Task goal -
Return all of the entries, keeping every word and mark as it is.

------------------------------------------------------------

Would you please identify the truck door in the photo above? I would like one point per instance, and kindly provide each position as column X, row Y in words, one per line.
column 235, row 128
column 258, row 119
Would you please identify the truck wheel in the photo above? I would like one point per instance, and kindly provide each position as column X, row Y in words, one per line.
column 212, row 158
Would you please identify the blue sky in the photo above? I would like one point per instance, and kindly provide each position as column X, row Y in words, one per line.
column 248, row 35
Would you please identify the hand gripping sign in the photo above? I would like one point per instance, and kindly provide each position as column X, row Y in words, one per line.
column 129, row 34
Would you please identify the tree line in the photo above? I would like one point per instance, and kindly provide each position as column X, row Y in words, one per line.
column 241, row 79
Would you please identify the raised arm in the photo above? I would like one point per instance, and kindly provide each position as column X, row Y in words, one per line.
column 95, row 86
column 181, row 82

------------------------------------------------------------

Solution -
Would you please identify the truck door in the photo above? I would like one point per instance, and kindly provide each position as column X, row Y in words, one per line.
column 235, row 128
column 258, row 119
Would you please identify the truck wheel in the photo above? I would like one point per instance, and kindly provide each position as column X, row Y in words, one per line.
column 212, row 158
Would you please identify the blue sky in the photo above? I would like one point per instance, and kindly provide each position as column X, row Y in words, one per line.
column 248, row 35
Would you please identify the hand gripping sign in the photo above? I would like one point per instance, and kindly provide each position as column X, row Y in words, one per line.
column 129, row 34
Would you please identify the tree line in the photo above? I would like one point per instance, and kindly provide each position as column X, row Y in words, one per line.
column 241, row 79
Would you please identify the raised arm in the photo above? I would like one point per instance, and kindly provide each position as column X, row Y in words, one per line.
column 95, row 86
column 181, row 82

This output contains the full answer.